WORK TO COMPLETE:
Return each record word for word and omit the pictures.

INPUT DATA:

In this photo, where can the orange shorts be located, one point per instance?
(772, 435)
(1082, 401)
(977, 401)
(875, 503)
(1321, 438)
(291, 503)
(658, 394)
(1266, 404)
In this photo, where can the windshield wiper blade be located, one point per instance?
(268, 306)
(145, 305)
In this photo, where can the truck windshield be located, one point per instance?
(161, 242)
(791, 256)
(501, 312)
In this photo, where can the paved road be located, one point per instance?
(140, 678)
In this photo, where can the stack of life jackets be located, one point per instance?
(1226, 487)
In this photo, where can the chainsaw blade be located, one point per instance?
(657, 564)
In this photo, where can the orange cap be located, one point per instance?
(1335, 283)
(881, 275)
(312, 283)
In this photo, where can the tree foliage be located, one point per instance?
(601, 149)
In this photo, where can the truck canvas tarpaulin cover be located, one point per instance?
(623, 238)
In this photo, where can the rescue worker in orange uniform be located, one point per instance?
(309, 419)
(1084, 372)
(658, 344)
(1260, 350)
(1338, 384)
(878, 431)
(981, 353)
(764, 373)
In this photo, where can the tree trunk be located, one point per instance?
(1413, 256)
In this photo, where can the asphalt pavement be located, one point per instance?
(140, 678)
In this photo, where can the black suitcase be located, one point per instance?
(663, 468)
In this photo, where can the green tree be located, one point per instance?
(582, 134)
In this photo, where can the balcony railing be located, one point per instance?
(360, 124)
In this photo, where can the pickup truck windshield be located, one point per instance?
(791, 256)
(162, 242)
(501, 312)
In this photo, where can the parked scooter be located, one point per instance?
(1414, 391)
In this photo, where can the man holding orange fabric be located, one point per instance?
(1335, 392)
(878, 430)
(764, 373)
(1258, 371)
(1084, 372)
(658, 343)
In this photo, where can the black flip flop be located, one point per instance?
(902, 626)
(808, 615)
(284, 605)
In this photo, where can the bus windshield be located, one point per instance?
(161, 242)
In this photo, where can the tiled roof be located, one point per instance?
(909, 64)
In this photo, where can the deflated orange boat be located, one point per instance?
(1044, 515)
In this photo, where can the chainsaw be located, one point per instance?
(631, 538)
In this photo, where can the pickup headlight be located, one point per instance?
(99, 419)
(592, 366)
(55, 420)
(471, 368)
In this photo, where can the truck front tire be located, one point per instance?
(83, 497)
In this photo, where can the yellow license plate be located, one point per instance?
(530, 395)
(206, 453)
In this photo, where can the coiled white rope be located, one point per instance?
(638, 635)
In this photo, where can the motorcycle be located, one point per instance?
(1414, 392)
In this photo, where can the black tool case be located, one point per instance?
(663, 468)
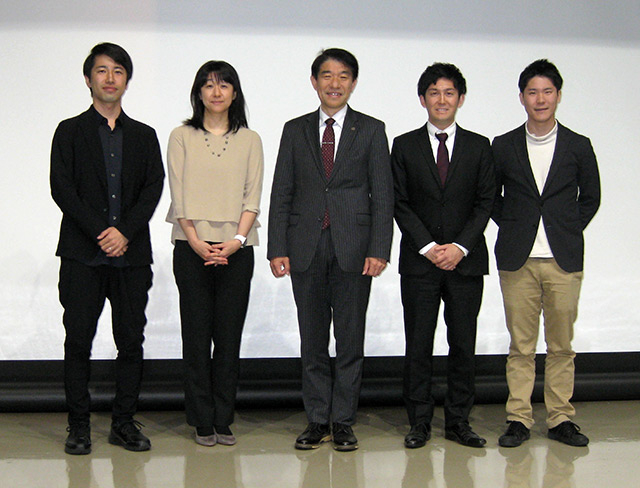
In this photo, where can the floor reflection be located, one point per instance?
(31, 454)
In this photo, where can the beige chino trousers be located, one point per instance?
(540, 286)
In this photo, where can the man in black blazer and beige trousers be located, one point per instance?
(548, 191)
(106, 177)
(442, 208)
(330, 228)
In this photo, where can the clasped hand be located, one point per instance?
(215, 254)
(445, 256)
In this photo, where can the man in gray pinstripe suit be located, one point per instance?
(330, 229)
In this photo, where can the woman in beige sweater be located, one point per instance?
(215, 166)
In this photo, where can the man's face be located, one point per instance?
(334, 85)
(442, 101)
(108, 80)
(540, 100)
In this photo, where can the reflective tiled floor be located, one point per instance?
(31, 454)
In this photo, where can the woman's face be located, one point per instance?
(217, 95)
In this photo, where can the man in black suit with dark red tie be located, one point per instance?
(330, 228)
(444, 192)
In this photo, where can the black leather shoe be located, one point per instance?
(462, 434)
(343, 438)
(127, 434)
(314, 435)
(568, 433)
(515, 435)
(417, 436)
(79, 439)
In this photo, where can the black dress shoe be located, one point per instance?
(417, 436)
(515, 435)
(568, 433)
(314, 435)
(462, 434)
(79, 439)
(343, 438)
(127, 434)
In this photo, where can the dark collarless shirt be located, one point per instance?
(112, 151)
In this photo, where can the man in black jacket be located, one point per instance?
(444, 191)
(106, 177)
(548, 190)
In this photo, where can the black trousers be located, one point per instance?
(83, 290)
(421, 296)
(323, 292)
(213, 307)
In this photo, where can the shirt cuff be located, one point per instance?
(427, 248)
(462, 248)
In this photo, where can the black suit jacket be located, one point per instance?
(79, 186)
(359, 193)
(458, 212)
(568, 202)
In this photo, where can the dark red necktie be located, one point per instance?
(443, 157)
(327, 150)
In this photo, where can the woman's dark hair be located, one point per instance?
(221, 71)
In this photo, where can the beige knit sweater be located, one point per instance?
(213, 179)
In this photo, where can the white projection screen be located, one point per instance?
(272, 44)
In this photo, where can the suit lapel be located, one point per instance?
(558, 155)
(520, 143)
(459, 148)
(311, 135)
(129, 153)
(92, 137)
(424, 144)
(348, 135)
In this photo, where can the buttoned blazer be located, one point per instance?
(426, 211)
(568, 202)
(79, 187)
(358, 194)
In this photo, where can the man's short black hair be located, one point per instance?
(345, 57)
(433, 73)
(115, 52)
(541, 67)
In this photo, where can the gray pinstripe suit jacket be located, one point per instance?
(359, 193)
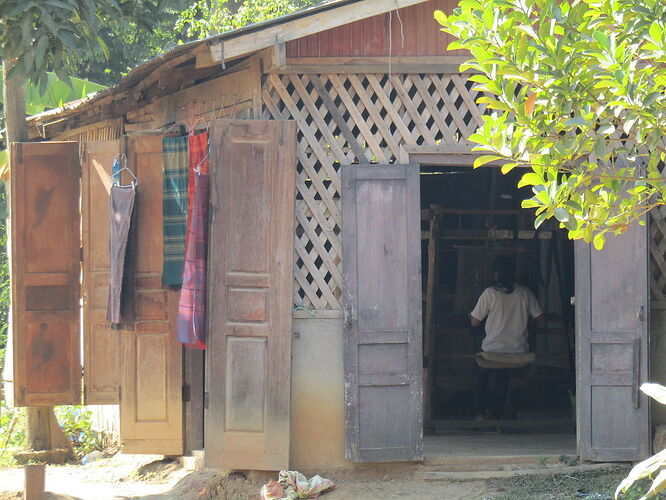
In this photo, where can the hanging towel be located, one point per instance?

THE ANSWER:
In this photo, where can the orange shorts be located, one point per instance?
(772, 435)
(1082, 401)
(977, 401)
(875, 503)
(1321, 438)
(291, 503)
(658, 394)
(1266, 404)
In this photo, where can the windshield wiper blade be located, one point per instance?
(268, 306)
(145, 305)
In this photo, where can the truck windshield be located, one point per instance?
(161, 242)
(791, 256)
(501, 312)
In this photo, where can the paved road be located, one point per instance?
(140, 678)
In this photo, where can the stack of life jackets be located, one point per instance?
(1226, 487)
In this photo, where can the chainsaw blade be located, one point per instance?
(657, 564)
In this photo, where can the orange cap be located, one point per instance?
(1335, 283)
(881, 275)
(312, 283)
In this photo, where can the tree foliage be located, one point per instance?
(601, 149)
In this photo, where can the truck canvas tarpaulin cover be located, one point per instance?
(623, 238)
In this photo, where can the rescue worker in orange uniform be located, one point per instance?
(309, 419)
(1084, 372)
(658, 344)
(1260, 350)
(1338, 384)
(878, 431)
(981, 353)
(764, 373)
In this photo, where can the tree trunk be located, one point per instance?
(1413, 256)
In this photo, where can the asphalt pavement be located, one point per instance?
(140, 678)
In this photo, where can the black suitcase be located, one point per instance?
(663, 468)
In this photo, where can the green tree be located, one point per instance?
(582, 134)
In this photo, where can the balcony railing be located, one point per instance?
(360, 124)
In this photo, where can the pickup truck windshield be located, one point per instance?
(791, 256)
(162, 242)
(501, 312)
In this photo, where can the parked scooter be located, one point per instance?
(1414, 391)
In this photo, where can the man holding orange fabric be located, one point per instance?
(1335, 392)
(878, 430)
(764, 373)
(1258, 371)
(1084, 372)
(658, 343)
In this photo, where can the black flip flop be located, one point per instance?
(902, 626)
(808, 615)
(284, 605)
In this photo, where can the bus windshield be located, one point per instance?
(161, 242)
In this photo, where can the tiled roof be located, one point per instance?
(909, 64)
In this photo, where can the deflated orange boat be located, one point per instance?
(1044, 515)
In this photo, where can the chainsaw be located, one point per instance?
(631, 538)
In this photo, where can the pickup headlight be located, one point per instance?
(99, 419)
(592, 366)
(55, 420)
(471, 368)
In this photo, where can the truck front tire be located, one point per instance?
(83, 497)
In this photo, where can the yellow license plate be located, one point per instance?
(530, 395)
(206, 453)
In this photo, where can the coiled white rope be located, one point per instance?
(638, 635)
In this photo, where can the motorcycle be located, one point per instance?
(1414, 392)
In this photo, where can the black tool case be located, one point per instance?
(663, 468)
In this photo, where can the floor reflection be located, one point per instance?
(31, 454)
In this photo, where can the beige chino trousers be located, one point per instance?
(540, 286)
In this photo, where can the man in black blazer and beige trousers be located, one point per instance?
(548, 191)
(106, 177)
(442, 208)
(330, 228)
In this photo, where can the clasped hand be located, one point per instance?
(215, 254)
(445, 256)
In this photo, where can the man in gray pinstripe suit be located, one point per instance?
(330, 229)
In this photo, where can the woman in beige sweater be located, one point per instance?
(215, 166)
In this photo, where can the man's face be located, one point per instance?
(334, 85)
(442, 101)
(108, 80)
(540, 100)
In this photo, where can the reflective tiled floor be located, one point per instance?
(31, 454)
In this photo, where can the woman's face be located, one point per instance?
(217, 95)
In this photo, where can the man in black suit with dark red tie be located, one point per instance?
(330, 228)
(444, 192)
In this photo, where can the black leather shoe be located, one point per instance?
(462, 434)
(343, 438)
(127, 434)
(314, 435)
(568, 433)
(515, 435)
(417, 436)
(79, 439)
In this photo, where can the black dress shoe be located, one point per instance?
(417, 436)
(515, 435)
(568, 433)
(314, 435)
(462, 434)
(79, 439)
(343, 438)
(127, 434)
In this photo, where can the dark collarless shirt be located, one point per instance?
(112, 151)
In this photo, where can the man in black jacket be located, one point per instance?
(444, 191)
(106, 177)
(548, 190)
In this photo, where can the black trousers be located, one point per instance?
(83, 290)
(421, 296)
(323, 292)
(213, 307)
In this photo, where can the shirt cuff be located, one point per instance?
(427, 248)
(462, 248)
In this photo, where can the black suit jacket be located, one point per instance?
(79, 186)
(359, 193)
(458, 212)
(568, 202)
In this photo, where can the dark red necktie be located, one point per instance?
(443, 157)
(327, 150)
In this photo, where can the woman's dark hair be located, one point per instance?
(221, 71)
In this photo, where can the beige knit sweater be located, one point per instance?
(213, 179)
In this photo, where can the white projection screen be located, one point per instance?
(272, 44)
In this photo, where can the suit lapel be located, one point per instance?
(558, 155)
(520, 143)
(459, 148)
(311, 135)
(129, 153)
(92, 137)
(424, 144)
(348, 135)
In this photo, where can the buttoned blazer be located, one point per instance?
(426, 211)
(568, 202)
(79, 187)
(358, 194)
In this photo, where can the man's short black hair be located, one point per instance?
(345, 57)
(433, 73)
(115, 52)
(541, 67)
In this photo, where can the gray pinstripe suit jacket be located, one point per instance?
(359, 193)
In this photo, where can the hanging towel be located, one point per instance?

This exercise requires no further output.